TASK DETAILS →
Please reproduce the part of the AUD/JPY market commentary between "But the pair" and "sentiment will change.", inclusive, word for word.

SELECTED EXCERPT →
Upcoming Potential Catalysts on the Economic Calendar for U.S. & Asia:

  • BOC Lane speech at 6:00 pm GMT
  • FOMC Meeting Minutes at 6:00 pm GMT
  • Australia Manufacturing & Services PMI at 11:00 pm
  • Japan Trade balance at 11:50 pm GMT
  • Japan Manufacturing & Services PMI at 12:30 am GMT (May 21)
  • RBA Governor Lowe speech at 2:30 am GMT (May 21)

What to Watch: AUD/JPY

AUD/JPY 1-Hour Forex Chart
AUD/JPY 1-Hour Forex Chart

AUD/JPY has been in full-on rally mode this week as positive global risk sentiment continues to dominate, fueled by lockdown easing and economic recovery hopes. 

But the pair did stall its rally over the last session, ranging somewhere in between the 70.00 – 71.00 area. So, the question now is will the pair breakout higher and resume the uptrend?

Well, a big part of answering that question is the broad global risk environment, which is likely to stay in risk-on mode in the short-term given the geopolitical catalysts mentioned above.

It’s not likely until we see whether or not coronavirus cases spike higher or drop as a result of the re-opening that global risk sentiment will change.

INFORMATION SUPPLIED →

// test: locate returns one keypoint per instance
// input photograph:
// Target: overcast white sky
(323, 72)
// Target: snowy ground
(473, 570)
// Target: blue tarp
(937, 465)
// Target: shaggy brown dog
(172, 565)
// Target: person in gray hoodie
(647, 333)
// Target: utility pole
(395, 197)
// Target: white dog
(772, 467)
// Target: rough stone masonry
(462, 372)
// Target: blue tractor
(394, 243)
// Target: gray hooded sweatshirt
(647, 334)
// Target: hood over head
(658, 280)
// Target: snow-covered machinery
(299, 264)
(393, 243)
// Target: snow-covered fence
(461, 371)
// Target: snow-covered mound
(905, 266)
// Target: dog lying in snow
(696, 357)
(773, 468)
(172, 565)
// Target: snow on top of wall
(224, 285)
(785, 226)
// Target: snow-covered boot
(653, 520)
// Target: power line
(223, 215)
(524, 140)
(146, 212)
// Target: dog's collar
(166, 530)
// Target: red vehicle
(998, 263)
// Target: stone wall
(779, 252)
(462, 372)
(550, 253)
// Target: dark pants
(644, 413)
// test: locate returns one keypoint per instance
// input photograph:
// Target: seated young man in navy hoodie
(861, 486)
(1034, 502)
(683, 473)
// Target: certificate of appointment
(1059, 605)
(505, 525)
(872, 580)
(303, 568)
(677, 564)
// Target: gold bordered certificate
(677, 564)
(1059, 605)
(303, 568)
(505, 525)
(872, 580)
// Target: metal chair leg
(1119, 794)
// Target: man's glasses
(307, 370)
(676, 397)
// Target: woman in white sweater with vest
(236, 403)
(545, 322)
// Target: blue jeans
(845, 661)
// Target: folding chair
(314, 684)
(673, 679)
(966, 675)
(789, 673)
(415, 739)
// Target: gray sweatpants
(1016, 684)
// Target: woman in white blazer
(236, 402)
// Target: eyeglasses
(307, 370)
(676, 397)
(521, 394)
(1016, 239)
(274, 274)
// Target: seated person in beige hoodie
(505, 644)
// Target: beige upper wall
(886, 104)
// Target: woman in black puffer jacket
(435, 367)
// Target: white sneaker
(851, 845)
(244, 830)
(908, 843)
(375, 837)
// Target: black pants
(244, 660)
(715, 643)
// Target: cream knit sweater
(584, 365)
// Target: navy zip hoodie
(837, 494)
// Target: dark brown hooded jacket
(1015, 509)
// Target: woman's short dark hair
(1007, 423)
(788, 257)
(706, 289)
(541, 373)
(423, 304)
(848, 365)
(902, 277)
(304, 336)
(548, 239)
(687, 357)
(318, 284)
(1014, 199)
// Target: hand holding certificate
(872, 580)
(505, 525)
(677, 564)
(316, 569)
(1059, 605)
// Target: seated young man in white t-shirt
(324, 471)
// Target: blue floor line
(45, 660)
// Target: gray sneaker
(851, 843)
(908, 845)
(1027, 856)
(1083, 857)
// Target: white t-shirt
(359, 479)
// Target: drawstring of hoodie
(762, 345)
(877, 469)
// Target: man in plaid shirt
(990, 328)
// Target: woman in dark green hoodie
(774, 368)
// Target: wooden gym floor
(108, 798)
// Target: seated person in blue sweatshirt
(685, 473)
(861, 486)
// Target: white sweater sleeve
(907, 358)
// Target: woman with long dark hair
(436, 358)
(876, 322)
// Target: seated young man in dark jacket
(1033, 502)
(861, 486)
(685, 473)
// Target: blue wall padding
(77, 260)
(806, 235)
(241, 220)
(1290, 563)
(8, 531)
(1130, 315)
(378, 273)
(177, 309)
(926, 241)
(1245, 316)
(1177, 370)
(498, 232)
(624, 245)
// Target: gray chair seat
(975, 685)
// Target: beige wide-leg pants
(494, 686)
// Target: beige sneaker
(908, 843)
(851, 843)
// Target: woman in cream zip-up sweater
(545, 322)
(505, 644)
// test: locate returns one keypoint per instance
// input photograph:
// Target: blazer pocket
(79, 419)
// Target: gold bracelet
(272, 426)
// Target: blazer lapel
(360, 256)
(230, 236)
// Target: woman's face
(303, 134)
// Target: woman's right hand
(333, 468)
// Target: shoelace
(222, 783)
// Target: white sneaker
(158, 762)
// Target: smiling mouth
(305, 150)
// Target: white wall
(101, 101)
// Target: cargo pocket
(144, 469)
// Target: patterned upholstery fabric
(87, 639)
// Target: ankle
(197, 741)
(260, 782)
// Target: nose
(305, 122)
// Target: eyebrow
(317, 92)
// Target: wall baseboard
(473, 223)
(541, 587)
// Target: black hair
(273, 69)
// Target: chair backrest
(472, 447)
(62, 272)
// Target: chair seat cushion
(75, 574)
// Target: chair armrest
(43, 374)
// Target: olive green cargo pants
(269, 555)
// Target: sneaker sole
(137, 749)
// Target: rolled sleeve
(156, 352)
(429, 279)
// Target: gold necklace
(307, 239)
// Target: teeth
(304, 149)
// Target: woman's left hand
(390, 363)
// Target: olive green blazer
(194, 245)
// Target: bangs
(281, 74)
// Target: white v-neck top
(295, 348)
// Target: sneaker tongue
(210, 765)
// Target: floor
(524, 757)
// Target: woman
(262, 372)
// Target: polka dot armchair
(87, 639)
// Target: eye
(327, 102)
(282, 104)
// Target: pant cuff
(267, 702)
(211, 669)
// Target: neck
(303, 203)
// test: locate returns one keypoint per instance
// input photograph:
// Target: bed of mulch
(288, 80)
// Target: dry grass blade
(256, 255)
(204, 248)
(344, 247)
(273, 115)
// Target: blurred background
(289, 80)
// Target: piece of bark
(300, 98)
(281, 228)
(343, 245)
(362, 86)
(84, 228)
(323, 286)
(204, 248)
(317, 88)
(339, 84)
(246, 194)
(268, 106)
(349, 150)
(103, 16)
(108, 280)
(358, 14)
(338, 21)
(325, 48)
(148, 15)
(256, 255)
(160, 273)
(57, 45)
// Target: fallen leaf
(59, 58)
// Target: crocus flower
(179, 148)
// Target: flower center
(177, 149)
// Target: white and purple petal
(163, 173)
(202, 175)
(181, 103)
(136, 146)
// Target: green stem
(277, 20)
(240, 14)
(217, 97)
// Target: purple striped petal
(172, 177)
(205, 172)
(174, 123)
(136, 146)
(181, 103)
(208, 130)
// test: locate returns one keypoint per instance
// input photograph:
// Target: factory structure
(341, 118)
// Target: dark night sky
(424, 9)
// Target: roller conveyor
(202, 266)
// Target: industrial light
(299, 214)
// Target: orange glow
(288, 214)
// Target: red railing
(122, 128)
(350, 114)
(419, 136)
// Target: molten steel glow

COMPLETED EXERCISE →
But the pair did stall its rally over the last session, ranging somewhere in between the 70.00 – 71.00 area. So, the question now is will the pair breakout higher and resume the uptrend?

Well, a big part of answering that question is the broad global risk environment, which is likely to stay in risk-on mode in the short-term given the geopolitical catalysts mentioned above.

It’s not likely until we see whether or not coronavirus cases spike higher or drop as a result of the re-opening that global risk sentiment will change.